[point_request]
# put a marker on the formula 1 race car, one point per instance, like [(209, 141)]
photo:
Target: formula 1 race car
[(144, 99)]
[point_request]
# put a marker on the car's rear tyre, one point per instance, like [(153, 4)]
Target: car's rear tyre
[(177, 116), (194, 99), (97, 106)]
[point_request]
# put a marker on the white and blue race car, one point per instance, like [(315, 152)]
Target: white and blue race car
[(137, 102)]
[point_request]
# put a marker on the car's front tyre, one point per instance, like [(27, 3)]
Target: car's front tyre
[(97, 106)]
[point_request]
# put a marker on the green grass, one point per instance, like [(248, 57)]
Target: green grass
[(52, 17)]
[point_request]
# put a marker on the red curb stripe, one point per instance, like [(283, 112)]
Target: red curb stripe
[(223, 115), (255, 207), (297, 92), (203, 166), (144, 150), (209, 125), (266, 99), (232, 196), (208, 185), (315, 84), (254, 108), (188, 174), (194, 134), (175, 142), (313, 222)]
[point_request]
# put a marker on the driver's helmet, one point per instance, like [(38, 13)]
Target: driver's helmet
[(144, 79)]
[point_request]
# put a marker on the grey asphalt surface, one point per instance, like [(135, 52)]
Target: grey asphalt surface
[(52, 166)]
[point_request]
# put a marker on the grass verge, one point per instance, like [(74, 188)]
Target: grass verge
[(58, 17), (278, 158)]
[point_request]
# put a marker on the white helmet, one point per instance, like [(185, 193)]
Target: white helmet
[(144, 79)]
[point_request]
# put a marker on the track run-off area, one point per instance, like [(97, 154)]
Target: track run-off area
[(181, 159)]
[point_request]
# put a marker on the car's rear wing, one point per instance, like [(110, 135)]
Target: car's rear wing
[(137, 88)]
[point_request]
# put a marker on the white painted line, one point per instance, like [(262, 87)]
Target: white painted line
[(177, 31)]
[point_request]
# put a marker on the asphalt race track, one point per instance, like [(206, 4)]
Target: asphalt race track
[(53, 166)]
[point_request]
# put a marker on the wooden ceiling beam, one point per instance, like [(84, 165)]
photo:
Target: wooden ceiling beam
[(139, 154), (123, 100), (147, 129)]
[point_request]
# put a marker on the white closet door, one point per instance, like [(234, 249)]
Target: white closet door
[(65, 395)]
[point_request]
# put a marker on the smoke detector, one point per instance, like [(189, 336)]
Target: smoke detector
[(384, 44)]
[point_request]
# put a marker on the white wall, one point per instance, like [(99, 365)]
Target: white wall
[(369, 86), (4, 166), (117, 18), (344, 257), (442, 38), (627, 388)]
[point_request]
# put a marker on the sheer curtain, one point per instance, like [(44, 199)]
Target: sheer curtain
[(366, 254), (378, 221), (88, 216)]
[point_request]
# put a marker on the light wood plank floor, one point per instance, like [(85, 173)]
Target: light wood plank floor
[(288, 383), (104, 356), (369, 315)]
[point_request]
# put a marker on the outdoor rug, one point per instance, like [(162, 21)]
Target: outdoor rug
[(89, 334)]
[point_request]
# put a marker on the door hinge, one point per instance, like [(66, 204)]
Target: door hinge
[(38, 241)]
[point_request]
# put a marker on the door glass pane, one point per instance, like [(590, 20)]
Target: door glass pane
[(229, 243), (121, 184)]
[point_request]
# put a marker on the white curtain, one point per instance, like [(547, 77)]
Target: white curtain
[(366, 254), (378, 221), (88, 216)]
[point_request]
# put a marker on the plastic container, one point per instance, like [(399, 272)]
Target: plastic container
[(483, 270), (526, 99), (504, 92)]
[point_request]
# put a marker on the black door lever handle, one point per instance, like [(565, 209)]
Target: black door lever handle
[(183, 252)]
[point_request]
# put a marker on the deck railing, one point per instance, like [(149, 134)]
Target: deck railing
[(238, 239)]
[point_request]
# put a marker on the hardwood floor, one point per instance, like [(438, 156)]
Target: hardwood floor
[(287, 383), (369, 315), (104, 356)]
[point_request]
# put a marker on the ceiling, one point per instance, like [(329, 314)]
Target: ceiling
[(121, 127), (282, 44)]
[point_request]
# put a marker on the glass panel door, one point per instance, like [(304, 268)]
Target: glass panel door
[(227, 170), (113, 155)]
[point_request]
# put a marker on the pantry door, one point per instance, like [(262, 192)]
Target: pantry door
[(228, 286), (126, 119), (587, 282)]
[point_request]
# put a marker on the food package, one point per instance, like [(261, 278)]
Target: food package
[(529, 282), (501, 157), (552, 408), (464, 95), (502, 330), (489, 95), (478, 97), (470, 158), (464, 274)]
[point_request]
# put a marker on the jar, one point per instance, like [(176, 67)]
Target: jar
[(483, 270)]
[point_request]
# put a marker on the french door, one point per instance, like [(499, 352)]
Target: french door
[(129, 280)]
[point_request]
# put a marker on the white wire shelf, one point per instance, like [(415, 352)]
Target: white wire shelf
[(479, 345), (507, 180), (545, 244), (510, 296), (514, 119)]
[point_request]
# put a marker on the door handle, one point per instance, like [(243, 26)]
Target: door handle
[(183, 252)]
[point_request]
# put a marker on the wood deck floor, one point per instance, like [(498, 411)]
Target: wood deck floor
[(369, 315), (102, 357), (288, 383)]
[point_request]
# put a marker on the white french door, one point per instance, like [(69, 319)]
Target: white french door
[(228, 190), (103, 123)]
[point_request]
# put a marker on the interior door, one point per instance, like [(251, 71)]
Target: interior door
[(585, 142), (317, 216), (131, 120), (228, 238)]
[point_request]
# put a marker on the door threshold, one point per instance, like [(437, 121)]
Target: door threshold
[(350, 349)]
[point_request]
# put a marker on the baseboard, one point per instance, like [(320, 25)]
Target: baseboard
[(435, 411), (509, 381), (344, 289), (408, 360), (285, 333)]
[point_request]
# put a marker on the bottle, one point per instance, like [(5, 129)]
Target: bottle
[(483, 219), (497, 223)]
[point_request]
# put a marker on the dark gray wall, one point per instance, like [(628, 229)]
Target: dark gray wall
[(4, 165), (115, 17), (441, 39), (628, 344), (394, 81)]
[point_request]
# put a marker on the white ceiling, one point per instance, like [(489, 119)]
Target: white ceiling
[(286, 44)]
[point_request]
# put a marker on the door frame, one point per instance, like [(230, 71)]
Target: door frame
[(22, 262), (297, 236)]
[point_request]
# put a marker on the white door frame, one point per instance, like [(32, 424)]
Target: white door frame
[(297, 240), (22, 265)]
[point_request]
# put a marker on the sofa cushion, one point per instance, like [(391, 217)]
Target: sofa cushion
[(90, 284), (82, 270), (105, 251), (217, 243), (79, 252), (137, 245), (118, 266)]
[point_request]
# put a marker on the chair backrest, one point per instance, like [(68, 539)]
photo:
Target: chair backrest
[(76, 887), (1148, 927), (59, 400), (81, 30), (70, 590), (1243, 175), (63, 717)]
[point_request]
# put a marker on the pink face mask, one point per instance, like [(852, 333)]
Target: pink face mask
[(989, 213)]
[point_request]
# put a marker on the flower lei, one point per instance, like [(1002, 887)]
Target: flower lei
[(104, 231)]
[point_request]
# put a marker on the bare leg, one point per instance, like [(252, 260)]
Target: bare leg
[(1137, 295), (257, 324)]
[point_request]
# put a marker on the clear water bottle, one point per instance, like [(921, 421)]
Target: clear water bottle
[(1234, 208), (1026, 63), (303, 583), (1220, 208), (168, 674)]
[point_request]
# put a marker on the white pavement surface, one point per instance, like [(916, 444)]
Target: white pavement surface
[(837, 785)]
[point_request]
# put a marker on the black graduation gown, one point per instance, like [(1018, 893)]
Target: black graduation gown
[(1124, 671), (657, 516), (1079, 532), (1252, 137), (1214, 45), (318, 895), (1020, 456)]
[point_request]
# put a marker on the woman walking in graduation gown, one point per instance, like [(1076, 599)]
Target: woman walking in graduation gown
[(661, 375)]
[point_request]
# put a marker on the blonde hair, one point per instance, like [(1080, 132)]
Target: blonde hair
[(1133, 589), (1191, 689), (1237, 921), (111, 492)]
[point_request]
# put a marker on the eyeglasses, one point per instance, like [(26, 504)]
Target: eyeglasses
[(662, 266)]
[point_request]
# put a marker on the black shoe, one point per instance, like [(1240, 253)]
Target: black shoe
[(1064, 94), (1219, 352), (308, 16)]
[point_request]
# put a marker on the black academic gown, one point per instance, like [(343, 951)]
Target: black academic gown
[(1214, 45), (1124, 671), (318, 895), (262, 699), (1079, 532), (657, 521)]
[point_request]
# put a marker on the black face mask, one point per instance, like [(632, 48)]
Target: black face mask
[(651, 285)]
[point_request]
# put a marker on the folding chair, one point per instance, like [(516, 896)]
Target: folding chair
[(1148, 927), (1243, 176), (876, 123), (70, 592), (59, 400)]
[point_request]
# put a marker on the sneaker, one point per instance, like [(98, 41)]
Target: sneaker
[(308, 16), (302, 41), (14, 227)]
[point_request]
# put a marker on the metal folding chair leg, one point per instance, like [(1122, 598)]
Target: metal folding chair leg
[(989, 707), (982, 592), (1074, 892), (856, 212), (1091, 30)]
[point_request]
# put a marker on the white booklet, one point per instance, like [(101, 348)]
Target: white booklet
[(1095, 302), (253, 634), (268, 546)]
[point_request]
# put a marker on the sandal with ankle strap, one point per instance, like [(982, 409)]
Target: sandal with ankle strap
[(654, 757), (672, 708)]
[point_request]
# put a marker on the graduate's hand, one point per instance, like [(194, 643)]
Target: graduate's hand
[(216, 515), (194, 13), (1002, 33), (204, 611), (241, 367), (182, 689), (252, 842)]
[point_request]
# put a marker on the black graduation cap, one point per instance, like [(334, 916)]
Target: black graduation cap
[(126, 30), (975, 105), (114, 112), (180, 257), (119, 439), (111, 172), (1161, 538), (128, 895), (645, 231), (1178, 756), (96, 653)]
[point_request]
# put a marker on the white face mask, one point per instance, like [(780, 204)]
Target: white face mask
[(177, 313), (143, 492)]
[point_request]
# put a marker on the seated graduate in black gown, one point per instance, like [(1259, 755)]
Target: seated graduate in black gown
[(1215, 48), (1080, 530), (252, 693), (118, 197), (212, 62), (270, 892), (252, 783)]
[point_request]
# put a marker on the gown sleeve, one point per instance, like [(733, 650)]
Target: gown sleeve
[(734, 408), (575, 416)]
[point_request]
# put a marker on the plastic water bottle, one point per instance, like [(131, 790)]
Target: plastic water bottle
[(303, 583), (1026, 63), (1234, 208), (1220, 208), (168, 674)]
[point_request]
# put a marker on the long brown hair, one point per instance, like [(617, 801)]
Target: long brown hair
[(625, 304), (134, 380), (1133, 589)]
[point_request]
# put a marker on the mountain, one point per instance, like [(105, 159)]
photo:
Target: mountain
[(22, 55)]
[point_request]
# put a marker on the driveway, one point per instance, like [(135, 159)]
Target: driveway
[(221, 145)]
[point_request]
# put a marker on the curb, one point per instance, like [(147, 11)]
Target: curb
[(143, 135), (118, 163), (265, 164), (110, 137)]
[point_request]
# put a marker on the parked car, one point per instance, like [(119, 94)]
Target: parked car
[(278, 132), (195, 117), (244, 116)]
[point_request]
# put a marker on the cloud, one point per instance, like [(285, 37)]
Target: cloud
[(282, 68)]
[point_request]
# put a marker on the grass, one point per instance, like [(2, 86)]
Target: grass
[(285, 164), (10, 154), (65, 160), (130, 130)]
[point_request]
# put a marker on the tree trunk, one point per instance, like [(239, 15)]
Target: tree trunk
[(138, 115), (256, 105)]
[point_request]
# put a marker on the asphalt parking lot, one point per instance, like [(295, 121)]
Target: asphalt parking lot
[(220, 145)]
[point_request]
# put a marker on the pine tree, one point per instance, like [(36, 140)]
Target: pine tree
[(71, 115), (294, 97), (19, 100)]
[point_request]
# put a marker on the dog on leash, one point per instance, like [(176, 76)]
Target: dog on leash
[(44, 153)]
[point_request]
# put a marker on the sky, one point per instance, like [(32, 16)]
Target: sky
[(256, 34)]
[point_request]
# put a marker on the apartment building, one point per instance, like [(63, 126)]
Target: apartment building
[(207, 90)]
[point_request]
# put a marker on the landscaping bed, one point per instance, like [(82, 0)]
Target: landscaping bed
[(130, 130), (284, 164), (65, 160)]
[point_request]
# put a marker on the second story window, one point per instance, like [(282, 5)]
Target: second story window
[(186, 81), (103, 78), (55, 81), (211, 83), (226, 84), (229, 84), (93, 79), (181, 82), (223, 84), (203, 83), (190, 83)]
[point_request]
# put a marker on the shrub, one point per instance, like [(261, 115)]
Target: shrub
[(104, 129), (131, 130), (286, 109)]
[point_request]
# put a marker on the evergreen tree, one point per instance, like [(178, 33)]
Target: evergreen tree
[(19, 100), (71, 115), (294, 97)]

:::::

Retype the material from its first line through the line containing "[(58, 17), (278, 158)]", including that line, with every character unchanged.

--- Solution to the problem ---
[point_request]
# put a marker on the formula 1 race car, one point per instance, like [(209, 141)]
photo:
Target: formula 1 race car
[(144, 99)]
[point_request]
# put a marker on the car's rear tyre, one point per instance, like [(153, 4)]
Target: car's rear tyre
[(177, 116), (194, 99), (97, 106)]
[point_request]
# put a marker on the white and blue race car, one point per instance, like [(315, 152)]
Target: white and blue race car
[(137, 102)]
[point_request]
# put a marker on the car's front tyre, one point per instance, like [(27, 3)]
Target: car's front tyre
[(97, 106)]
[point_request]
# put a marker on the green grass, one point per instance, like [(248, 57)]
Target: green grass
[(52, 17)]
[point_request]
# put a marker on the red curb stripe, one point per instance, like [(283, 112)]
Target: red curb stripe
[(223, 115), (255, 207), (297, 92), (203, 166), (144, 150), (209, 125), (266, 99), (232, 196), (208, 185), (315, 84), (254, 108), (188, 174), (194, 134), (175, 142), (313, 222)]
[point_request]
# put a marker on the driver's helmet, one point per instance, like [(38, 13)]
Target: driver's helmet
[(144, 79)]
[point_request]
# put a marker on the grey asphalt surface, one point per instance, like [(135, 52)]
Target: grey asphalt surface
[(52, 166)]
[point_request]
# put a marker on the grass verge, one point per instance, like [(74, 188)]
Target: grass verge
[(58, 17), (278, 158)]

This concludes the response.